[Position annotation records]
-------------------------
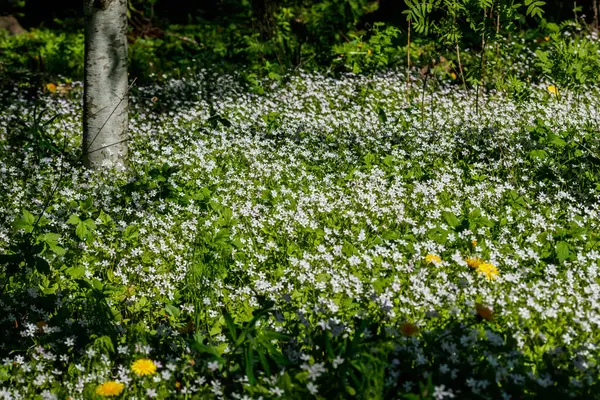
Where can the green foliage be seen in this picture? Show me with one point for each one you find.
(375, 53)
(571, 62)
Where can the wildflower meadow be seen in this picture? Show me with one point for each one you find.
(395, 234)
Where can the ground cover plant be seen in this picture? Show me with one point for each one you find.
(322, 237)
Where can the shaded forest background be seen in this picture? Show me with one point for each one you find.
(269, 38)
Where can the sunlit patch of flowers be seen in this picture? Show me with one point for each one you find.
(110, 389)
(143, 367)
(490, 271)
(433, 259)
(306, 202)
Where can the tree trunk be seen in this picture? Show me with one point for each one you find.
(105, 103)
(11, 24)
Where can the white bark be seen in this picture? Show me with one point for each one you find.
(105, 101)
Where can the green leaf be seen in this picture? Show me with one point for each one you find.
(381, 115)
(73, 220)
(42, 265)
(562, 251)
(131, 232)
(172, 310)
(81, 230)
(538, 154)
(76, 272)
(230, 325)
(451, 219)
(391, 235)
(90, 224)
(25, 222)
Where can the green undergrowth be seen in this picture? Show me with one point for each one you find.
(360, 236)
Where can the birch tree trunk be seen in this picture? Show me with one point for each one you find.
(105, 103)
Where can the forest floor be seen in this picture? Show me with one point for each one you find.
(328, 237)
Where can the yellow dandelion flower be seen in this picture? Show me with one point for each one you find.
(408, 329)
(474, 262)
(489, 270)
(484, 312)
(143, 366)
(433, 259)
(110, 388)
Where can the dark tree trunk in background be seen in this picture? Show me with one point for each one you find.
(105, 103)
(264, 15)
(11, 24)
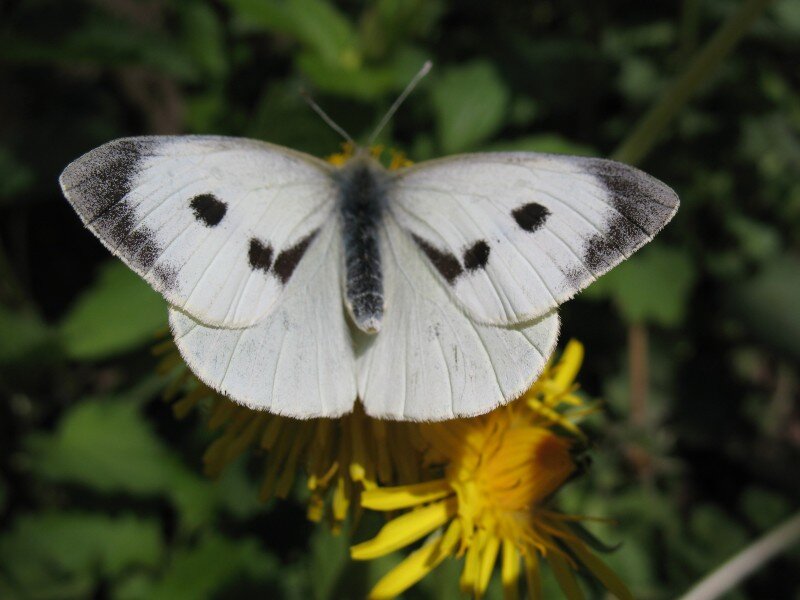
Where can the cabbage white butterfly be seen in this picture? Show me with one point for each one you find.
(296, 286)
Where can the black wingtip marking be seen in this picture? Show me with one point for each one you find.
(208, 209)
(259, 255)
(445, 263)
(642, 205)
(101, 179)
(476, 256)
(531, 216)
(287, 261)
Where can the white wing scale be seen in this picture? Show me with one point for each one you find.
(430, 361)
(513, 235)
(215, 224)
(299, 360)
(477, 251)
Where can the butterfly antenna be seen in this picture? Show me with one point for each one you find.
(393, 108)
(330, 122)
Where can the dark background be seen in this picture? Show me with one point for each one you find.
(693, 344)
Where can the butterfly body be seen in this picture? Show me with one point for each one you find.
(363, 184)
(297, 287)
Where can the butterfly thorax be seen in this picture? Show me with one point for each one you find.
(362, 185)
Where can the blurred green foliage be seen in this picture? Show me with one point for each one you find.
(100, 492)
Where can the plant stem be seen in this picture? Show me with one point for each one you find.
(650, 127)
(748, 561)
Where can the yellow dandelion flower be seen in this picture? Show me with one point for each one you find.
(340, 457)
(492, 501)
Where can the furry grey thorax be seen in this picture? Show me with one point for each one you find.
(362, 185)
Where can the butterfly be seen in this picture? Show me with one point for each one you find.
(297, 287)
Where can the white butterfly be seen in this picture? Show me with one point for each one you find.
(296, 287)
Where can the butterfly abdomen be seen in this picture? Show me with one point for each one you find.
(362, 199)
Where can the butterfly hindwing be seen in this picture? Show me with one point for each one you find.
(431, 361)
(299, 360)
(513, 235)
(217, 225)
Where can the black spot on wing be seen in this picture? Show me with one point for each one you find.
(531, 216)
(288, 260)
(476, 256)
(100, 179)
(259, 255)
(446, 263)
(208, 209)
(639, 206)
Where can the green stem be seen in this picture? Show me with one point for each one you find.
(645, 135)
(747, 562)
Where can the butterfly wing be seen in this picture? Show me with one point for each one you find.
(217, 225)
(431, 361)
(299, 360)
(513, 235)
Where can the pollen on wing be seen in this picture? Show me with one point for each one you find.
(396, 159)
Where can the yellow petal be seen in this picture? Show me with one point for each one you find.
(418, 564)
(470, 574)
(565, 577)
(510, 571)
(569, 365)
(405, 529)
(534, 577)
(601, 571)
(405, 496)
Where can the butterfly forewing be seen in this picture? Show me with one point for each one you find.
(217, 225)
(299, 360)
(513, 235)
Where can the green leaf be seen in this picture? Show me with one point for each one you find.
(15, 177)
(767, 304)
(206, 569)
(58, 554)
(330, 554)
(651, 287)
(25, 337)
(470, 102)
(546, 142)
(119, 313)
(317, 24)
(203, 39)
(105, 444)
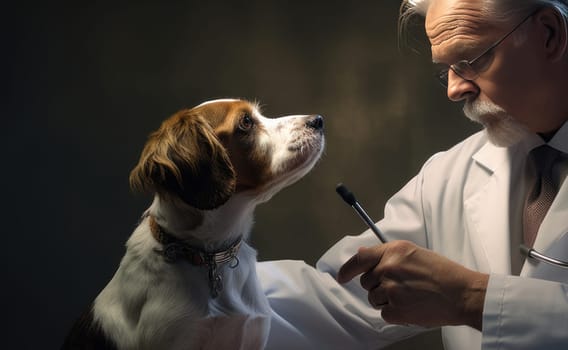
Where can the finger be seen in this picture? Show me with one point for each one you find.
(363, 261)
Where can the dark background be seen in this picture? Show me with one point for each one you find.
(88, 81)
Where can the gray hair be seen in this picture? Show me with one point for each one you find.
(497, 10)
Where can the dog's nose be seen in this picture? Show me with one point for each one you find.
(315, 122)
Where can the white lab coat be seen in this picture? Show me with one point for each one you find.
(463, 204)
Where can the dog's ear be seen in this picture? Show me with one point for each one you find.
(185, 158)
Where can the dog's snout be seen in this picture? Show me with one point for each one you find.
(315, 122)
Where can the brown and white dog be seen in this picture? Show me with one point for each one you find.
(188, 279)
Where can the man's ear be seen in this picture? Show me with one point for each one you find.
(184, 158)
(554, 30)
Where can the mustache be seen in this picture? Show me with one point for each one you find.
(483, 111)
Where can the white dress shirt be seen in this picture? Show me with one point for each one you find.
(465, 204)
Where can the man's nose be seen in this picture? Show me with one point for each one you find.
(460, 88)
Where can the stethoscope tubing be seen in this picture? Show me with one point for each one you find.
(531, 253)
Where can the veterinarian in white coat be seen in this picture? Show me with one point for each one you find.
(465, 206)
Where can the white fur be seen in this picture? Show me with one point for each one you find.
(152, 304)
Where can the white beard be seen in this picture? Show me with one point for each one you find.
(502, 129)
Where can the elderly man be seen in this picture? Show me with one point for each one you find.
(455, 229)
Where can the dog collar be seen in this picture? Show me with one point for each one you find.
(174, 249)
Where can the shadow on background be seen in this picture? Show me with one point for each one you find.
(88, 81)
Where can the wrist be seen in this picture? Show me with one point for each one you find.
(474, 299)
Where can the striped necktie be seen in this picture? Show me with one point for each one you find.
(541, 194)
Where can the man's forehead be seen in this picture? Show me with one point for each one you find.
(451, 21)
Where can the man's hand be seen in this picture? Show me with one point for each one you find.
(413, 285)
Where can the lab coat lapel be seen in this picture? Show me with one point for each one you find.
(487, 201)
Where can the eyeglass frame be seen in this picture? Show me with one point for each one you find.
(443, 73)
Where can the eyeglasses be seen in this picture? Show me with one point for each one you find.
(469, 70)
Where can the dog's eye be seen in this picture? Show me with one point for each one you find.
(246, 122)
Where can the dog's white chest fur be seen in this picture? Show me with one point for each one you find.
(208, 167)
(151, 304)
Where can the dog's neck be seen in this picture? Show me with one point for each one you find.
(207, 229)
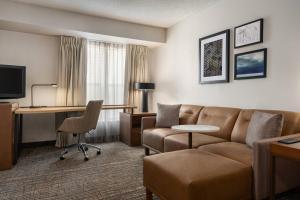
-------------------------
= Exercise details =
List each line of the rows above that contains the word "white". Case counts.

= Result of this task =
Where can the white bark be seen in this picture? Show me with one point for each one you find.
Where can the cabbage white butterfly be seen in this picture? Show me with one point for each one you find.
Where can the white wing scale be seen in this picture? Show me with one point for each one you find.
Where can the white butterfly be seen in this picture? Show me with one point for each one you find.
Where can the white lab coat be seen in this picture? Show me with one point for each one you find.
Where can the brown and white dog be seen in this picture? Show me with one point for each one you find.
Where can the white dress shirt be seen in this picture? Show me with one point for each one you find.
Where can the veterinarian in white coat be seen in this picture? Show me with one point for each one you find.
Where can the white fur be seen in this picture? Show me with one point for each one you find.
Where can the white beard be seen in this picture? Show me with one point for each one you find.
Where can the dog's white chest fur be seen in this picture? Show me with one point for each one you find.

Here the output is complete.